Work instructions
Could you reproduce the line where "Category: street lamp" occurs and all lines after it in the listing below, through the final one, without changing anything?

Records for this task

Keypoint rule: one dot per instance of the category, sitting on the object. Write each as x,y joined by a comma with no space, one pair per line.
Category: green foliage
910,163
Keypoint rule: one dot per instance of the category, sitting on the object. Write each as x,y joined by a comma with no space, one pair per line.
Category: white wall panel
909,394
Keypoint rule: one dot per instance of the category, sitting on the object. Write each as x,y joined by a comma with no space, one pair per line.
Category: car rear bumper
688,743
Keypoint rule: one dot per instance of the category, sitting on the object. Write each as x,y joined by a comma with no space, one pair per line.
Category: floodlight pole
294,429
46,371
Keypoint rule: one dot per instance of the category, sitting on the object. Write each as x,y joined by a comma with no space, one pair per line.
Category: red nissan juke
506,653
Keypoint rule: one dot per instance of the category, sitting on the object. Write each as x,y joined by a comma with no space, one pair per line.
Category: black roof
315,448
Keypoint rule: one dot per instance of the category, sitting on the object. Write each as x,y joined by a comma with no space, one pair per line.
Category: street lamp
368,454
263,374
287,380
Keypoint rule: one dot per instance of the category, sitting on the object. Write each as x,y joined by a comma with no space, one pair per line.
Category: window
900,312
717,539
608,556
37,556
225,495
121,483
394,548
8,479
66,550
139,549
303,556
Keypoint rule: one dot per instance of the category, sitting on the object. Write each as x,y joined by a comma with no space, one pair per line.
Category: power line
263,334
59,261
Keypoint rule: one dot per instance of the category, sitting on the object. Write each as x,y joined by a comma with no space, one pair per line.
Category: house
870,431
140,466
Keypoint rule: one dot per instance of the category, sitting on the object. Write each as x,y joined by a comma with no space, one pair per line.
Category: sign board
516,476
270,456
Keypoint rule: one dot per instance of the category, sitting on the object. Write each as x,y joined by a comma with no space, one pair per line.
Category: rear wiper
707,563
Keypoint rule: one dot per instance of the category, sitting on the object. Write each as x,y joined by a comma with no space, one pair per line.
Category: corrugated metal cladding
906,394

Result
Category: street lamp
368,454
263,374
287,380
Keypoint rule: one dot per instance of the category, sitting on the object. Write each as x,y joined by a comma with no space, one pair per line.
Category: window
900,312
717,539
608,556
37,556
225,495
121,483
394,548
8,479
66,550
139,549
303,556
Keypoint rule: one dot per instance of the category, sitting on the object. Write each as x,y joined by a comma with no space, one pair per line.
Category: power line
263,334
59,261
Keypoint rule: one dot per instance of the category, sitting on the object. Write each as x,y joined by a comma with no space, one pair per line.
Category: house
870,431
140,466
Keypoint rule: one dot per instance of the category, sitting on the object. Write each as x,y joined by a comma with no space, one pair per line.
Category: sign board
516,476
270,456
Keypoint rule: one dot per instance of the category, sitting on the object. Write each as x,y joined by a comma with no space, one pair per line.
Category: rear wiper
707,563
Keypoint rule: one dot per instance of the category, sitting on the object. Write each as x,y joined by a comma with no space, one pair per line.
Category: corrugated metal cladding
906,394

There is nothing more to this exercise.